▸ Required work: Repeat the full listing, word for word.

+++ Dataset entries

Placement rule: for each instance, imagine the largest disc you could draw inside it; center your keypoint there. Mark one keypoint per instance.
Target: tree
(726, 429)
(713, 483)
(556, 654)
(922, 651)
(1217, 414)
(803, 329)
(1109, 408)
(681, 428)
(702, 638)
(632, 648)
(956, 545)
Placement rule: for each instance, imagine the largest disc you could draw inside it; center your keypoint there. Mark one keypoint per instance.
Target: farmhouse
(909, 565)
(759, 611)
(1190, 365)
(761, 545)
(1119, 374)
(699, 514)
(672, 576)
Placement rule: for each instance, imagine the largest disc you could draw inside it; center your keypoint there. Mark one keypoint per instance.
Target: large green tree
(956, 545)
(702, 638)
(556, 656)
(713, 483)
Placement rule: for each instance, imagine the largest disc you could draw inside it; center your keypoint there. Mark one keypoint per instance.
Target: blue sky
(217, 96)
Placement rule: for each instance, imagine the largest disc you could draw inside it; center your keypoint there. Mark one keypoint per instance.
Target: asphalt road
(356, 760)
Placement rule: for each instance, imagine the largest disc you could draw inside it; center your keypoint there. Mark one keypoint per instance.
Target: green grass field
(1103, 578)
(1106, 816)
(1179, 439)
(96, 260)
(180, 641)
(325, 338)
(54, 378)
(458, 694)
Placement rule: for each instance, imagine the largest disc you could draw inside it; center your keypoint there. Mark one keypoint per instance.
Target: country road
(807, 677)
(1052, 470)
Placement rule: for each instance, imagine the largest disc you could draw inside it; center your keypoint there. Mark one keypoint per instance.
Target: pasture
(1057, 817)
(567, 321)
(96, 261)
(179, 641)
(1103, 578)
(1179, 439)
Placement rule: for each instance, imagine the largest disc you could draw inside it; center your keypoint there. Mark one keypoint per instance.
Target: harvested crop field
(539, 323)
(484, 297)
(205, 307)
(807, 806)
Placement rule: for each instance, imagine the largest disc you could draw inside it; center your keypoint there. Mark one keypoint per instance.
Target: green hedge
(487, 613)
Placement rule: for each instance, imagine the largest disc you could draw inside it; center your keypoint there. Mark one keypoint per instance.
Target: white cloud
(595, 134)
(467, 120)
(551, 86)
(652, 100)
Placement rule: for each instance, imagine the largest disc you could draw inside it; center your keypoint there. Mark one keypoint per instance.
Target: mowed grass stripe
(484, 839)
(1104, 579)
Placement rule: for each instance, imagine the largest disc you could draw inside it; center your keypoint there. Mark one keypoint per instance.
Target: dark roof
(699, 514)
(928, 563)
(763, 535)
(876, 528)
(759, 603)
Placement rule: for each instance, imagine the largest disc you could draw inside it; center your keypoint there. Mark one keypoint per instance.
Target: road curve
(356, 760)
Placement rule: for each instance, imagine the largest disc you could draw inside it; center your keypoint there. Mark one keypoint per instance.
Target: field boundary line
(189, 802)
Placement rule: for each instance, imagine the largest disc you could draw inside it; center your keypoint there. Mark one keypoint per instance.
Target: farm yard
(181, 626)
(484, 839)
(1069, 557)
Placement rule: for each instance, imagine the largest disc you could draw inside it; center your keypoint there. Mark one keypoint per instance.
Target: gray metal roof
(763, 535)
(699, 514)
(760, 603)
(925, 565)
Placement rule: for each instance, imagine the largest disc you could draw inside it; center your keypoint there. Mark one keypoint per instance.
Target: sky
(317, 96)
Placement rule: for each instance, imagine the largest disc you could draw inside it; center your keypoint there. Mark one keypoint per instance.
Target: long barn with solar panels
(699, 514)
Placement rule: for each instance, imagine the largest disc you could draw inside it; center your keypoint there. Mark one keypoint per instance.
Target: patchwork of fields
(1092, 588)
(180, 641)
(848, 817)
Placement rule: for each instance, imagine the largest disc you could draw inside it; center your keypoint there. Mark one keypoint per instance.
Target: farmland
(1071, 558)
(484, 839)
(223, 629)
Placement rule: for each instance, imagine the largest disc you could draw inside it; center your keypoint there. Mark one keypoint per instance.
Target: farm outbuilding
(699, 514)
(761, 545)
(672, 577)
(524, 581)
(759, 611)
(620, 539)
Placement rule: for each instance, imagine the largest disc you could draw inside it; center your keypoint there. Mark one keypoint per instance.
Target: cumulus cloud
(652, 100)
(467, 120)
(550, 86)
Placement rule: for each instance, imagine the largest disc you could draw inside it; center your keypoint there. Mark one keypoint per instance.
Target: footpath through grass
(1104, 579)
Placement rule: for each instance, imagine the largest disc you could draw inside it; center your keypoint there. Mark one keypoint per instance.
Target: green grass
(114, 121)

++++++

▸ Full output:
Placement rule: for each instance, imagine the largest disc you could draw inside it; center your keypoint there. Mark one keypoint per instance.
Target: tree
(726, 429)
(713, 483)
(556, 654)
(922, 651)
(1217, 414)
(803, 329)
(1109, 408)
(681, 428)
(702, 638)
(632, 648)
(956, 545)
Placement rule: for each instance, imagine the largest disc you could draw inside it; center your keypoint there. Mark one keypoint per instance.
Target: farmhouse
(909, 565)
(759, 611)
(1190, 365)
(761, 545)
(1119, 374)
(699, 514)
(672, 576)
Placement rule: for each instance, imagine the largest disc you could draw inside it; center your keypoint there. Mark one keypoint per instance.
Target: large green tree
(956, 545)
(702, 638)
(556, 656)
(713, 483)
Placement rule: for each instance, imagine the largest disc you could draw inside it; center your keypoint there. Mark one keypoint per instance.
Target: blue sky
(217, 96)
Placement rule: for each instance, imagine the largest disc you could draw inside it; center your keypoint there. Mark one keypoint per instance.
Target: asphalt road
(356, 760)
Placement rule: for each instance, imagine the largest disc you could draw inside it; center your keypoint there. Mark one keypoint per instance.
Target: green grass field
(1103, 578)
(1106, 816)
(1179, 439)
(96, 260)
(180, 641)
(325, 338)
(54, 378)
(458, 694)
Placement rule: for each instance, imagine the largest disc you could draw inside it; center your keypoint there. Mark one keypoint per instance.
Target: country road
(807, 677)
(1052, 470)
Placement rule: for each instance, imagine the largest disc you could draw inside it; center your keypoint there. Mark one keypoint per instance.
Target: pasture
(1057, 817)
(567, 321)
(96, 261)
(179, 641)
(1103, 578)
(1179, 439)
Placement rule: for each instance, imagine the largest disc you could draw inside it; center your keypoint there. Mark one keypoint per instance.
Target: harvested crop field
(539, 323)
(484, 297)
(205, 307)
(807, 806)
Placement rule: for each instance, imagine the largest disc you could draw inside it; center your keypoint there. Mark one keypoint per instance.
Target: green hedge
(487, 613)
Placement rule: for each instance, imagine the largest disc you could draw inside it; center your keypoint there. Mark one keypoint per instance.
Target: white cloud
(595, 134)
(467, 120)
(551, 86)
(652, 100)
Placement rule: for each instance, imagine the largest disc you could draw inside it; center your keypoint there. Mark one keypoint per instance.
Target: mowed grass stripe
(484, 839)
(1104, 579)
Placement rule: for each instance, imagine the largest disc you could draw inside it; center your keypoint there. Mark one keypoint per instance.
Target: dark roof
(699, 514)
(928, 563)
(763, 535)
(876, 528)
(759, 603)
Placement rule: for each instance, imagine the largest disc you could draw inside it; center your keypoint there. Mark one keypoint per instance.
Target: road curve
(356, 760)
Placement rule: for each instance, imagine the largest disc you could draw inside it; center your keypoint there. Mark one keypoint per instance.
Target: field boundary line
(189, 802)
Placement rule: for each instance, imagine the largest disc you could draw inside it; center your keypoint there. Mark one keypoint per instance.
Target: farm yard
(181, 626)
(484, 839)
(1069, 557)
Placement rule: for each instance, imagine the largest disc you could draw inside it; center your keypoint there. Mark one keypoint per instance.
Target: gray metal roof
(763, 535)
(699, 514)
(760, 603)
(925, 565)
Placement rule: for each instance, imagine the largest disc you could draw inside it; center your keypoint there. Mark one keypoint per instance.
Target: sky
(317, 96)
Placement rule: for each instance, imagine the largest disc you could draw inside it; center your keypoint there. Mark one keypoint per instance.
Target: long barn with solar panels
(699, 514)
Placement rule: for each instance, imagine the largest disc you could draw inside it; center your keypoint there. Mark one keypoint per instance.
Target: patchwork of fields
(1092, 588)
(180, 641)
(848, 817)
Placement rule: for each instance, imagine the largest disc you could draw inside it; center your keypoint there. Mark one keypoint per instance.
Target: farmland
(1071, 558)
(484, 839)
(223, 629)
Placement rule: for each instance, imagine the largest disc you could draw inside it; center your keypoint there. Mark one keypoint per instance.
Target: farm outbuilding
(699, 514)
(761, 545)
(672, 577)
(524, 581)
(759, 611)
(620, 539)
Placement rule: for each instance, imagine the largest disc you could draw inside it; center your keypoint there. Mark one keypoint per instance.
Target: cumulus cloud
(652, 100)
(467, 120)
(550, 86)
Placement rule: for each instance, imagine the largest disc you could draw inside it; center your keypoint there. Mark one keypoint per instance.
Target: footpath through grass
(1104, 579)
Placement rule: for each instance, imagine the largest disc you could draw inside it; center your keypoint there. Mark one keypoint per instance.
Target: green grass
(114, 121)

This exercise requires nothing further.